Start of Provided data
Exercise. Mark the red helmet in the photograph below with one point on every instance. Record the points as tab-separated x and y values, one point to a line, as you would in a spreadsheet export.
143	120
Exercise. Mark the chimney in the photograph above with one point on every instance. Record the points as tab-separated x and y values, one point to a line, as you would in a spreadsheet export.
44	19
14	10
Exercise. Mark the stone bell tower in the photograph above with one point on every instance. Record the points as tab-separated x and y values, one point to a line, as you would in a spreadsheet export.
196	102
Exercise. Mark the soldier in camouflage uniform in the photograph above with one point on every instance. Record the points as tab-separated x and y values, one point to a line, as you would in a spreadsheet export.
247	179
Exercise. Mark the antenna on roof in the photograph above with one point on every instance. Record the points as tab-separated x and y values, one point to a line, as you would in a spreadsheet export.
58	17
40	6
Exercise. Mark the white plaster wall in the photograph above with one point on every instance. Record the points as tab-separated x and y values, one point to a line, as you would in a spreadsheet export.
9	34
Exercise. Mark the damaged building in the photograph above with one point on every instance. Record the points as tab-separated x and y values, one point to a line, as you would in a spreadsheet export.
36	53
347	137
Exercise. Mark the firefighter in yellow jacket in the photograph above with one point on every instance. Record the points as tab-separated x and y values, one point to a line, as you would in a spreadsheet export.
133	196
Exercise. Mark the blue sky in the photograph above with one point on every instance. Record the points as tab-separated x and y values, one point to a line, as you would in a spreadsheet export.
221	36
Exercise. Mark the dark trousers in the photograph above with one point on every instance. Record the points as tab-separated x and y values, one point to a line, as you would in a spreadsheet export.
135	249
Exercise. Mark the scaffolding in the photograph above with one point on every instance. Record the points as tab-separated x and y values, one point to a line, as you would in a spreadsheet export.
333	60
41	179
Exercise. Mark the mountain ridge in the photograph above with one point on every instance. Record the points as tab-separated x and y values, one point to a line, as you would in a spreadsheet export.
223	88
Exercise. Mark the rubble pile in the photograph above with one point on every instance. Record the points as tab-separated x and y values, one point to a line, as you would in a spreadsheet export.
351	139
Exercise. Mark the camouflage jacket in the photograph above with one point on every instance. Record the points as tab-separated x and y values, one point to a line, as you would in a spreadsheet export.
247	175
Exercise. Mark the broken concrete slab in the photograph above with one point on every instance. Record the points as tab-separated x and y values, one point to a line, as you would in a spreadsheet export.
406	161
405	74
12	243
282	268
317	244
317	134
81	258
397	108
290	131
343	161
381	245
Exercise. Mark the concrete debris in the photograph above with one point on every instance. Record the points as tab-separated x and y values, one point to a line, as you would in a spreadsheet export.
End of Provided data
**Description of the task:** Could you restate, word for word, every line from the one containing "Exercise. Mark the broken" through the last line of the records above, and nothing more?

**Result for this task:**
Exercise. Mark the broken concrete slab in the photograph above with one point on every instance. Record the points as tab-separated x and y values, one point to a line, as you would in a spreadsheet export.
406	161
405	74
12	243
282	268
317	244
317	134
81	258
397	108
290	131
343	161
381	245
Exercise. Mark the concrete debris in the photograph above with one point on every instance. Record the points as tab-separated x and y values, one point to a line, as you would in a spreadsheet export.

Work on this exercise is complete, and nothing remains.